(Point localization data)

+--

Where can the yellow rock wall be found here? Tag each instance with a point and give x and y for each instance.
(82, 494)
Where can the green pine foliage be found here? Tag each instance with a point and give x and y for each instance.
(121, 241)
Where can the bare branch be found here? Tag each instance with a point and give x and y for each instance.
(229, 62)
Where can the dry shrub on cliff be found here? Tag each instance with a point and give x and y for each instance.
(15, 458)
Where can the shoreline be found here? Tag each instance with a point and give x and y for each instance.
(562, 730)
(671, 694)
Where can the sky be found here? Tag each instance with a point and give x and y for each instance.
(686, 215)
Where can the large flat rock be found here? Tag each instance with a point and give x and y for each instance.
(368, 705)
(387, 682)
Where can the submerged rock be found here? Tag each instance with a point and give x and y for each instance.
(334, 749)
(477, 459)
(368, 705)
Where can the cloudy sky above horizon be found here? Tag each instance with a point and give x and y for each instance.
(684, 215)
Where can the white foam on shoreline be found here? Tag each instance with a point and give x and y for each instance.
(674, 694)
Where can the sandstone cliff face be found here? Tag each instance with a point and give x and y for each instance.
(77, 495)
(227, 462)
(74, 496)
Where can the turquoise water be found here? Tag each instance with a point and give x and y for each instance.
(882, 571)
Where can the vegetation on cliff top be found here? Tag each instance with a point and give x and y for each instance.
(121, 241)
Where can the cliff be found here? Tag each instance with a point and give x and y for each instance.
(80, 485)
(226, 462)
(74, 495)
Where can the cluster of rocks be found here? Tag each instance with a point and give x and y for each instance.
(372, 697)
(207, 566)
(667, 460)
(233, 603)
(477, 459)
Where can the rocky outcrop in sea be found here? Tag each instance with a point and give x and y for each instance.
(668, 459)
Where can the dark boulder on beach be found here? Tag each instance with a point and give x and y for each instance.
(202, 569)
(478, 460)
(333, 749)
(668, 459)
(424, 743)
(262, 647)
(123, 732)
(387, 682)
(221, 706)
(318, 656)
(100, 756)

+--

The range runs from the line with "Where can the rocky" to the last line of the entries above, both included. Restate it word for word.

(EXERCISE OUTPUT):
Where can the rocky outcrop in sea be found here? Tag each instance with a point and give x and y for each instance.
(668, 459)
Where can the dark boulder on beach be found here? Tag each instance with a point and give x and y for each instance.
(202, 569)
(478, 460)
(333, 749)
(668, 459)
(424, 743)
(262, 647)
(123, 732)
(387, 682)
(221, 706)
(318, 656)
(100, 756)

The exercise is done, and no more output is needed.